* _WHAT TO WORK ON_
Please write out all the entries exactly, without the pictures.
= = = =
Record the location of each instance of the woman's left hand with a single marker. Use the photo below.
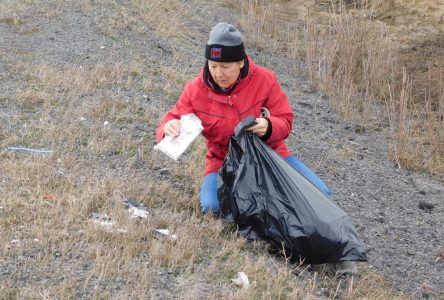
(260, 128)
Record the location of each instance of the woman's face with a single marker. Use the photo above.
(225, 74)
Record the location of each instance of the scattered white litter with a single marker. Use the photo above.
(241, 280)
(138, 212)
(23, 149)
(103, 220)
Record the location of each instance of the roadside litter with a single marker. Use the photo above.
(190, 128)
(25, 149)
(136, 210)
(105, 222)
(241, 280)
(164, 233)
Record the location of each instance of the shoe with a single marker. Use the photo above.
(344, 268)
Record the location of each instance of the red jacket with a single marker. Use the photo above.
(220, 113)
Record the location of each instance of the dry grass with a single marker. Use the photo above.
(355, 52)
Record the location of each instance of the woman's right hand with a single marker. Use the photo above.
(172, 128)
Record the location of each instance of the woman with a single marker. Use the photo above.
(229, 88)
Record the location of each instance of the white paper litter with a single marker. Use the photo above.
(165, 232)
(136, 212)
(241, 280)
(190, 128)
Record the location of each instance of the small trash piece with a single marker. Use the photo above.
(24, 149)
(136, 210)
(48, 197)
(164, 233)
(241, 280)
(427, 207)
(164, 171)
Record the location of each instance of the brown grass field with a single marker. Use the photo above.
(98, 116)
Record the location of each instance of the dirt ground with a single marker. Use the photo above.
(399, 214)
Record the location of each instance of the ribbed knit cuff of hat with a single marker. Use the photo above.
(222, 53)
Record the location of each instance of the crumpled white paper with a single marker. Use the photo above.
(174, 147)
(241, 280)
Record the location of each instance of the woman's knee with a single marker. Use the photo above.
(208, 194)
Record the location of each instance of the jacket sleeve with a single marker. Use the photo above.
(281, 114)
(182, 107)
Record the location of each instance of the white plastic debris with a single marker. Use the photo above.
(190, 128)
(241, 280)
(138, 212)
(24, 149)
(164, 233)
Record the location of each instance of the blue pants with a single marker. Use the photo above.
(208, 191)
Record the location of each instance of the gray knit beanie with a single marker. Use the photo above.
(225, 44)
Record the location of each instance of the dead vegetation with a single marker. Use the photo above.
(362, 54)
(102, 142)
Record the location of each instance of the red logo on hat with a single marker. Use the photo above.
(216, 53)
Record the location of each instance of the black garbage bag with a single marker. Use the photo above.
(268, 199)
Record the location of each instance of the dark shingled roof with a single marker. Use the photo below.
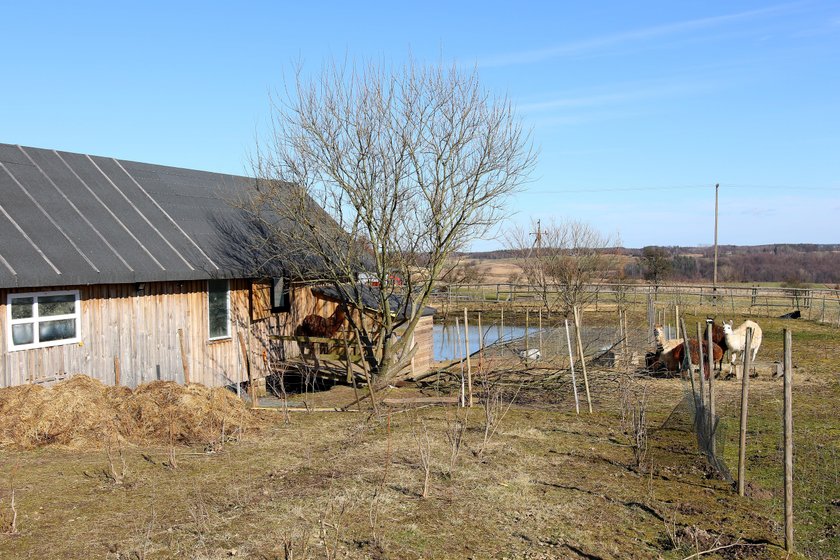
(69, 218)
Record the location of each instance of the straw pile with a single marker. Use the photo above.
(81, 412)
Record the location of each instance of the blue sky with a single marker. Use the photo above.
(638, 109)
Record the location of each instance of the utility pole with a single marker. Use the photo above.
(714, 280)
(537, 237)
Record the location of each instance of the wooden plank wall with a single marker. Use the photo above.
(141, 330)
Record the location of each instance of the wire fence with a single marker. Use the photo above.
(816, 304)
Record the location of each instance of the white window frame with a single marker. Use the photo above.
(37, 319)
(228, 335)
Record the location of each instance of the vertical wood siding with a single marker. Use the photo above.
(141, 330)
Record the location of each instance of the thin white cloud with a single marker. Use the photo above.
(598, 43)
(618, 94)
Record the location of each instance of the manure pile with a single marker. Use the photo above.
(81, 412)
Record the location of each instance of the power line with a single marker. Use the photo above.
(680, 188)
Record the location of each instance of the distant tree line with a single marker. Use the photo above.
(781, 263)
(791, 263)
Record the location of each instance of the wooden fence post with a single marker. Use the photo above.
(677, 320)
(117, 371)
(527, 321)
(184, 362)
(745, 390)
(572, 364)
(711, 359)
(702, 377)
(788, 400)
(251, 387)
(582, 359)
(467, 350)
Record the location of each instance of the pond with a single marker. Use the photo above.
(446, 338)
(595, 339)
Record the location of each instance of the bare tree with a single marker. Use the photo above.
(385, 170)
(564, 261)
(656, 264)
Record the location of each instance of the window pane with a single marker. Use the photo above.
(56, 330)
(218, 308)
(22, 307)
(56, 305)
(22, 334)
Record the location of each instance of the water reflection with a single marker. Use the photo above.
(446, 338)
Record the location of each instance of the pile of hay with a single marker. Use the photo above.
(82, 412)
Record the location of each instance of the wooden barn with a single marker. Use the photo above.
(123, 271)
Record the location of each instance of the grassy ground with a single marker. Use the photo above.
(546, 484)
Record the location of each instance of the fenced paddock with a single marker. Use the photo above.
(815, 304)
(683, 423)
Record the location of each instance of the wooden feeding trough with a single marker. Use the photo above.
(338, 355)
(334, 358)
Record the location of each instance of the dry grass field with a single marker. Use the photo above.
(537, 482)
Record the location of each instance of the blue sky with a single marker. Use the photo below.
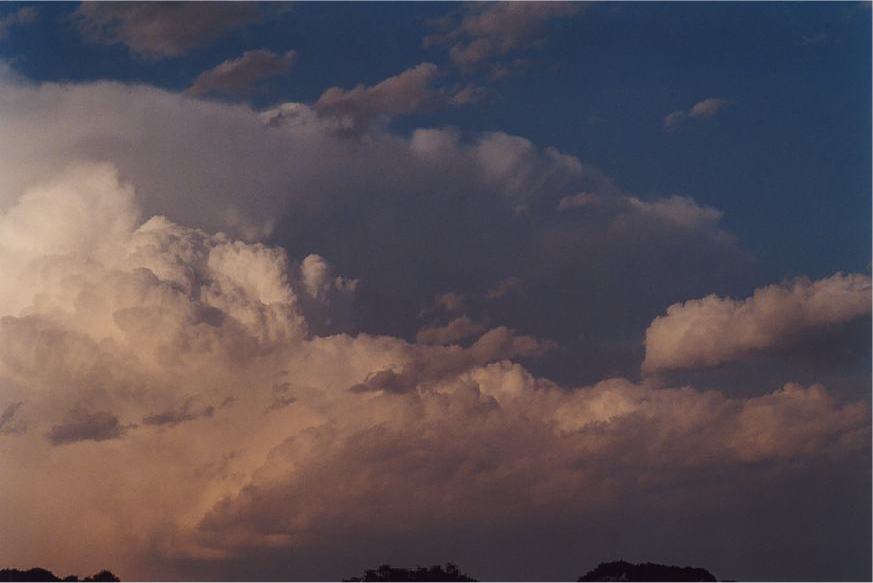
(544, 284)
(788, 160)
= = = =
* _RESULT FOR THIS TASK_
Record the location of each instance of the woman's left hand with a single marker. Use the photo below.
(260, 128)
Record the location of each instance of the woman's face with a single marker. Use the photo above.
(225, 74)
Record the location of each instance of the scattered white litter with a single marker. Use the photo above.
(241, 280)
(138, 212)
(23, 149)
(103, 220)
Record the location of each instance of the roadside litter with a single marker. Use the photo above.
(190, 128)
(25, 149)
(136, 210)
(105, 222)
(241, 280)
(164, 233)
Record the location of each instance of the shoe with a single marker. Use the photo above.
(344, 268)
Record the location of each instance of the red jacket with a single marker. Use the photo above.
(220, 113)
Record the location of each instance of the dry grass with a single marker. Use the photo above.
(355, 52)
Record the location of each instance of the woman's right hand with a single marker. Use the photo above.
(172, 128)
Record the location of each instance of the woman with a single marker. Use the photo above.
(229, 88)
Record the location of each instance of the white paper litter with a single marker. Use the photo above.
(165, 232)
(136, 212)
(241, 280)
(190, 128)
Record the location of each instance of the small trash piece with a single marker. Use the photo above.
(24, 149)
(136, 210)
(48, 197)
(164, 233)
(241, 280)
(427, 207)
(164, 171)
Record the location of each instance of the brown grass field with a single marker. Use the photo above.
(98, 116)
Record the location of each instance of the dirt ground with a single marker. Use the photo above.
(399, 214)
Record the location of each instance of the ribbed knit cuff of hat with a single marker. Use the photo above.
(222, 53)
Record the location of each instance of the crumpled white paper with a single marker. Use the photo above.
(174, 147)
(241, 280)
Record the location of each instance of the woman's knee with a single marker. Use the photo above.
(208, 194)
Record the location of each instance of the jacket sleeve with a single marker. Use the photo above.
(281, 114)
(182, 107)
Record the location of each instance of the white plastic debris with a single marker. Use the photo above.
(190, 128)
(241, 280)
(138, 212)
(24, 149)
(164, 233)
Record the location of each instance of the blue pants with a single marker. Use the photo above.
(208, 191)
Record the location of each instance of the gray knit beanie with a single marker. Use the photo above.
(225, 44)
Record the location of each instance of the dead vegetation with a single marker. Use the photo above.
(362, 54)
(102, 142)
Record the location of each instance of the red logo on hat with a single marker. Use the photo above.
(216, 53)
Record the location of each instance of the black garbage bag with a single marker. Use the photo above.
(268, 199)
Record the location of each instance of the dark shingled roof with a single marker. Use the photo below.
(69, 218)
Record the location of each instance of the straw pile with a single marker. Use the photo above.
(81, 412)
Record the location of each instance of the blue sky with a single marker. Use the photo above.
(638, 109)
Record the location of each instance of the utility pole with a single marker. Use the photo above.
(714, 280)
(537, 237)
Record the location of each instance of the wooden plank wall with a single marker. Use the photo above.
(141, 330)
Record the location of each instance of the wire fence with a single marker. Use the photo above.
(816, 304)
Record the location of each instance of the white window frame with a single marker. Use the photo above.
(37, 319)
(228, 335)
Record the location of each instance of the vertical wood siding with a single marker. Use the photo above.
(141, 330)
Record the location of each instance of the thin white cloud with a single marker. Use the photo above.
(598, 43)
(618, 94)
Record the location of each instance of the manure pile with a single marker. Use the photo above.
(81, 412)
Record the location of each instance of the power line with a single marker. Use the photo above.
(680, 188)
Record the location of each instance of the distant tree line with a single marker. Use the photo above.
(781, 263)
(791, 263)
Record the location of each instance of the wooden fence post with a single marker. Use the photo above.
(677, 320)
(117, 371)
(527, 321)
(184, 362)
(745, 390)
(572, 364)
(711, 359)
(702, 377)
(788, 400)
(251, 387)
(582, 359)
(467, 350)
Record the location of each instance of the pond with a single marker. Use the photo above.
(446, 338)
(595, 339)
Record the location of each instance of the bare tree with a single marker. Use the photo above.
(385, 170)
(564, 261)
(656, 264)
Record the location of each instance of the window pane with a single marker. Use the photo above.
(56, 330)
(218, 308)
(22, 307)
(56, 305)
(22, 334)
Record the location of each instance of the water reflection with a single marker. Use the photo above.
(446, 338)
Record the location of each instance of the pile of hay with a single marker. Use the photo above.
(82, 412)
Record the location of each instance of the wooden barn with a single marker. Use the photo above.
(123, 271)
Record the location of each instance of the grassy ground with a single marker. Use the photo above.
(546, 484)
Record the location of each instance of the fenced paddock with a single marker. Use the photo above.
(815, 304)
(683, 423)
Record the location of each instance of the wooden feeding trough with a single marker. Use the photo above.
(338, 355)
(334, 358)
Record the location of each instance of the dry grass field with a single marker. Use the photo above.
(537, 482)
Record the location of each instance of the blue sky with a single marker. Use the photo below.
(544, 284)
(788, 160)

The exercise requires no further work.